## START
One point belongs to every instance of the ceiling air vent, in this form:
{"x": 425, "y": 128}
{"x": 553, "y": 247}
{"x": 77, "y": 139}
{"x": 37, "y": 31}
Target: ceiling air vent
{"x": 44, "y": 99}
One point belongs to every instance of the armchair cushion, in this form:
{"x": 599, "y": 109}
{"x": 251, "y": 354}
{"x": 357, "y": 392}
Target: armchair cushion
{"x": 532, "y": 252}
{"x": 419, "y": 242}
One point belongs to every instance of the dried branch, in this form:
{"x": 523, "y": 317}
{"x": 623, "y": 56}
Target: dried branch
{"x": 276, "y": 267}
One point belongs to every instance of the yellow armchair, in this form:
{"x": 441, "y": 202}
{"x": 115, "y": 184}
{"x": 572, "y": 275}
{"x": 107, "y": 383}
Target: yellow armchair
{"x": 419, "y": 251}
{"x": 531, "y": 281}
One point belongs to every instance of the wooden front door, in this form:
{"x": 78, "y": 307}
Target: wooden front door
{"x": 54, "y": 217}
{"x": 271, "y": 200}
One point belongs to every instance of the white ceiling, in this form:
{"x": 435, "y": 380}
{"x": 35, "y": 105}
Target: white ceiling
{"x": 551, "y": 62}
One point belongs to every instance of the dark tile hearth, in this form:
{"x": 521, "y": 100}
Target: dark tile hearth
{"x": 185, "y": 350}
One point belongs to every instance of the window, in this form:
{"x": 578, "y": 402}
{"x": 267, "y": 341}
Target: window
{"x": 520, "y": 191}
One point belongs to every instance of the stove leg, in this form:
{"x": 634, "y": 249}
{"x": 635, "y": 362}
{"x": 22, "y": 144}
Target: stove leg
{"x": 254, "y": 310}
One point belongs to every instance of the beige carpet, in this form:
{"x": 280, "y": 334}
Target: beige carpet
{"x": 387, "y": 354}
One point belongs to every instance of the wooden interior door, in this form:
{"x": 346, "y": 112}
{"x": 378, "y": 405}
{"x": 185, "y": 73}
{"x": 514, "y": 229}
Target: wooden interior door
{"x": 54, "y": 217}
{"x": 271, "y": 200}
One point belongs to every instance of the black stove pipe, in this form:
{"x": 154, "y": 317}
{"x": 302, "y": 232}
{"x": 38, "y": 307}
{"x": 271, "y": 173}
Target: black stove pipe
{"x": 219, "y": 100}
## END
## START
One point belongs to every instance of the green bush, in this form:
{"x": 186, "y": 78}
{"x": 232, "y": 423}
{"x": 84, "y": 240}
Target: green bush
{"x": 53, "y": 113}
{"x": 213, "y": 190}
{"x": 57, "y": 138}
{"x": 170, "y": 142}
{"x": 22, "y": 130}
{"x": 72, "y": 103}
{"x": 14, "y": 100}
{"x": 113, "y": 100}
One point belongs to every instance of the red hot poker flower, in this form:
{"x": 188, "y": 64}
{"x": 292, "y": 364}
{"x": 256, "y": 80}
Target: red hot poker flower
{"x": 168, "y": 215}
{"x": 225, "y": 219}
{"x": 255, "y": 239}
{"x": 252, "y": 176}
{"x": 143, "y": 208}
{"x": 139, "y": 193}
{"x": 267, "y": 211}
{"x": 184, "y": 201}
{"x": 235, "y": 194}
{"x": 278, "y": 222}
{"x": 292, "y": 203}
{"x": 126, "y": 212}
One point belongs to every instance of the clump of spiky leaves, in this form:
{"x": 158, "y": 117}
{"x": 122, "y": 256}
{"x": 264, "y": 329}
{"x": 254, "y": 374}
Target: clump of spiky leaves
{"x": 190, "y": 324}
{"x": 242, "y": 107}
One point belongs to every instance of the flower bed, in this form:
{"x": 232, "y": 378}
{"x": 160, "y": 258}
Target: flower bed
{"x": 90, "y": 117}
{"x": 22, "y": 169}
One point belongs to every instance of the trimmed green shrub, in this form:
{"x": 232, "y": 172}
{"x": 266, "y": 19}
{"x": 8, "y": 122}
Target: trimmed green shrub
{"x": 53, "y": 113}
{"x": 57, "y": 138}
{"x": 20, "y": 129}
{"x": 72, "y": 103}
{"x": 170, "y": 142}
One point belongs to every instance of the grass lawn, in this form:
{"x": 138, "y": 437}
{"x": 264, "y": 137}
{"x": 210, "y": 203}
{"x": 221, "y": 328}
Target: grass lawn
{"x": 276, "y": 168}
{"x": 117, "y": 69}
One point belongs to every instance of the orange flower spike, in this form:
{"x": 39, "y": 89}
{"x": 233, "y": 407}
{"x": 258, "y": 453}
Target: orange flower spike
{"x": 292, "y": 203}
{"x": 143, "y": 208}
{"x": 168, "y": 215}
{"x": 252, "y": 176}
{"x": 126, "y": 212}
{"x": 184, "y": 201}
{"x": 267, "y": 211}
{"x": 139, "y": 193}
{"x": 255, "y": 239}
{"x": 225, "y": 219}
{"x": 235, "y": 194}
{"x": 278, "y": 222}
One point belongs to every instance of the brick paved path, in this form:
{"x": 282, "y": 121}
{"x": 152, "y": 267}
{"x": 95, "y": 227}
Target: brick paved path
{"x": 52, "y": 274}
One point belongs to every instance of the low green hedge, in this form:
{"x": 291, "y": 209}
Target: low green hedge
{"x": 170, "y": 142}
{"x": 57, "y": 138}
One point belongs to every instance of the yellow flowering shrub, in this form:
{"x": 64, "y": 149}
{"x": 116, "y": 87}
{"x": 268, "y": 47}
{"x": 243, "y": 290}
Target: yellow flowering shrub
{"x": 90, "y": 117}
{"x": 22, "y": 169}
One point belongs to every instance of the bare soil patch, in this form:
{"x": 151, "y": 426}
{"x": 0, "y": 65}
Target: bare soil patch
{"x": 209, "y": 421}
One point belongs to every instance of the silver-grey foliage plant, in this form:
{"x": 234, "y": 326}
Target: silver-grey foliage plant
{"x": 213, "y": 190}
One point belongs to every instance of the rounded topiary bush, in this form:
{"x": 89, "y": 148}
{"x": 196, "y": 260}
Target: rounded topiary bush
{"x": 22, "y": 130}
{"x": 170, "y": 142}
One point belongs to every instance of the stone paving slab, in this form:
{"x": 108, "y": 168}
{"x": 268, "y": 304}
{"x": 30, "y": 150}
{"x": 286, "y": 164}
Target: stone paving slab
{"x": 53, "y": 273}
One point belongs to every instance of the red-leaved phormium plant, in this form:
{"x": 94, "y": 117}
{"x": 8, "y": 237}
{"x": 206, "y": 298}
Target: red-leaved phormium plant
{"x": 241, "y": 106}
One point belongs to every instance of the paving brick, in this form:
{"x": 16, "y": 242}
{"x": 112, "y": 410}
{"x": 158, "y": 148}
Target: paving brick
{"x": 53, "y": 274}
## END
## START
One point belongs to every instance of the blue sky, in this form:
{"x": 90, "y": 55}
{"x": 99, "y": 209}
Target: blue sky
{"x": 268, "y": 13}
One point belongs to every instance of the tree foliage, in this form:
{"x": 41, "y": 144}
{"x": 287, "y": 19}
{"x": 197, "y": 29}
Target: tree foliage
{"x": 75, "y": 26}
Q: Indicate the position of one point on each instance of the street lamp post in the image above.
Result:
## END
→ **STATED TASK**
Please list every line in the records above that contains the string "paved", treating case as significant.

→ **RESULT OF THIS EXERCISE**
One point belongs to every instance of the brick paved path, in this form:
Target: brick paved path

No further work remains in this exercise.